WRITTEN PROBLEM |
Edit the items below by changing "on a single line" to "on one line" wherever it occurs, leaving everything else untouched.

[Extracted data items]
##############################

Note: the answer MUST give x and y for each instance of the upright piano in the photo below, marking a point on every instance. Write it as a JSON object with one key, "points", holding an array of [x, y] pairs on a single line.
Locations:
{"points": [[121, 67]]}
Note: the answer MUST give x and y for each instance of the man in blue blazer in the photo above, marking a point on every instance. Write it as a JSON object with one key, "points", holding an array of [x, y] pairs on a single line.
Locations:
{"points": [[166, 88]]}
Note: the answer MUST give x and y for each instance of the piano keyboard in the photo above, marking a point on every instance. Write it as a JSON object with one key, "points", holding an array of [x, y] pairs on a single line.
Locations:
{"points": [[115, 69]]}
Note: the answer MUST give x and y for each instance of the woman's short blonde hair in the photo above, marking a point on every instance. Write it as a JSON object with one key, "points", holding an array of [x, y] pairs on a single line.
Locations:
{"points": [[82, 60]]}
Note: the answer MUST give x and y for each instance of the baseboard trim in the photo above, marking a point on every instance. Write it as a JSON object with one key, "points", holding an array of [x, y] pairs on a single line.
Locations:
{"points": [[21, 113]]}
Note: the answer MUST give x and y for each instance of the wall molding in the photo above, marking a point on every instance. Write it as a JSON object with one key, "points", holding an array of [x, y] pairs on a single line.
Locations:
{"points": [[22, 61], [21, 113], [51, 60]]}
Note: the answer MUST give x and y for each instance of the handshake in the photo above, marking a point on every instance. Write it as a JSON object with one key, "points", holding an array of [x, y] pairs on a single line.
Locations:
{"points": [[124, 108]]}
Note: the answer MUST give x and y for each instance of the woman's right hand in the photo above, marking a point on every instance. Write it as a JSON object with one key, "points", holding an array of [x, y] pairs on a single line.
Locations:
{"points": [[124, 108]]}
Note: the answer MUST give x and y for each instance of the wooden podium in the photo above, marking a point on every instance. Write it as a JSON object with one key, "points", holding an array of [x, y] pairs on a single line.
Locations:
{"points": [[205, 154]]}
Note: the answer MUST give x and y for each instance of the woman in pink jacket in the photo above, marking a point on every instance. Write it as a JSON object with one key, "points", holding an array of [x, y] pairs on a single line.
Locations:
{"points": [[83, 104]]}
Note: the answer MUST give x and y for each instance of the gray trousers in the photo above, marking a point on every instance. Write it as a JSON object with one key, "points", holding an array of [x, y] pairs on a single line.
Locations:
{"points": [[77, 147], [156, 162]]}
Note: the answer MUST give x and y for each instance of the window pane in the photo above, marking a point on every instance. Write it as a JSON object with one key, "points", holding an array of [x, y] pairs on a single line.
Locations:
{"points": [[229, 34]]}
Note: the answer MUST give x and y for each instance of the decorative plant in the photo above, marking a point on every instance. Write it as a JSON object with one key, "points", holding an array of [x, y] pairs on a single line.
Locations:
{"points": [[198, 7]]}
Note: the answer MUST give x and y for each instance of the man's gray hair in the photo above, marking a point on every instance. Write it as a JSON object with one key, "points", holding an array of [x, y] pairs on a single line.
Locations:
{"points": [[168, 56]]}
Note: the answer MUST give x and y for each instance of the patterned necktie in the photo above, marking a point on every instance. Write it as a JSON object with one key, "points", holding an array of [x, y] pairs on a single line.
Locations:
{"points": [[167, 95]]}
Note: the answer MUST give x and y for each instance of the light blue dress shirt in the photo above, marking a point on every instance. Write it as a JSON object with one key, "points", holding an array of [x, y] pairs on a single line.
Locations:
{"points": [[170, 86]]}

##############################

SOLVED PROBLEM |
Note: the answer MUST give x and y for each instance of the upright piano in the photo below, marking a point on every instance. Write it as a JSON object with one key, "points", holding an array of [x, y] pairs on one line.
Locations:
{"points": [[121, 67]]}
Note: the answer MUST give x and y for each instance of the man in blue blazer in the photo above, marking a point on every instance. Write it as a JSON object with one key, "points", holding an array of [x, y] pairs on one line.
Locations:
{"points": [[166, 88]]}
Note: the answer MUST give x and y for each instance of the piano keyboard in the photo above, marking a point on every instance. Write it as a JSON object with one key, "points", holding an array of [x, y] pairs on one line.
Locations:
{"points": [[115, 69]]}
Note: the answer MUST give x and y for each instance of the woman's short blonde hair in the photo above, marking a point on every instance. Write it as a JSON object with one key, "points", holding an array of [x, y] pairs on one line.
Locations:
{"points": [[82, 60]]}
Note: the answer MUST give x and y for each instance of the baseboard trim in the photo above, marking a point on every instance. Write it as a JSON object with one key, "points", holding an array of [x, y] pairs on one line.
Locations:
{"points": [[21, 113]]}
Note: the answer MUST give x and y for each instance of the wall molding in the photo above, marking a point on every instance. Write it as a JSON object with one key, "points", holding an array of [x, y] pairs on one line.
Locations:
{"points": [[22, 61], [21, 113], [51, 60]]}
Note: the answer MUST give x and y for each instance of the handshake in the photo above, marking a point on every instance. Write it as a JSON object with one key, "points", holding an array of [x, y] pairs on one line.
Locations:
{"points": [[124, 108]]}
Note: the answer MUST give x and y for each instance of the woman's right hand in the photo above, marking a point on every instance. Write it as a JSON object with one key, "points", holding an array of [x, y] pairs on one line.
Locations:
{"points": [[124, 108]]}
Note: the answer MUST give x and y for each instance of the wooden podium in the photo above, marking a point on every instance. Write it as a JSON object with one key, "points", holding an array of [x, y] pairs on one line.
Locations:
{"points": [[205, 154]]}
Note: the answer MUST give x and y for each instance of the woman in pink jacket in the photo above, marking a point on every instance. Write it as a JSON object with one key, "points", holding an array of [x, y] pairs on one line.
Locations:
{"points": [[83, 104]]}
Note: the answer MUST give x and y for each instance of the gray trousers in the photo above, marking a point on every instance. Write it as a JSON object with one key, "points", holding an array of [x, y] pairs on one line.
Locations:
{"points": [[77, 147], [156, 162]]}
Note: the answer MUST give x and y for each instance of the window pane in the photo above, marking a point on every instance. Write it as a JSON object with one key, "points", holding an array of [x, y] pairs on one line.
Locations:
{"points": [[229, 34]]}
Note: the answer MUST give x and y for each instance of the decorative plant in the photo above, marking a point on every instance. Write it as a JSON object with one key, "points", holding an array of [x, y] pairs on one line.
Locations:
{"points": [[198, 7]]}
Note: the answer MUST give x and y for each instance of the man's gray hair in the photo above, marking a point on every instance. Write it as a JSON object with one key, "points", holding an array of [x, y] pairs on one line.
Locations:
{"points": [[168, 56]]}
Note: the answer MUST give x and y for each instance of the patterned necktie in the photo above, marking a point on every instance. Write it as a JSON object with one key, "points", holding an array of [x, y] pairs on one line.
Locations:
{"points": [[167, 95]]}
Note: the answer MUST give x and y for each instance of the light blue dress shirt in the photo above, marking a point on every instance. Write it as a JSON object with one key, "points", holding an array of [x, y] pairs on one line.
Locations:
{"points": [[170, 86]]}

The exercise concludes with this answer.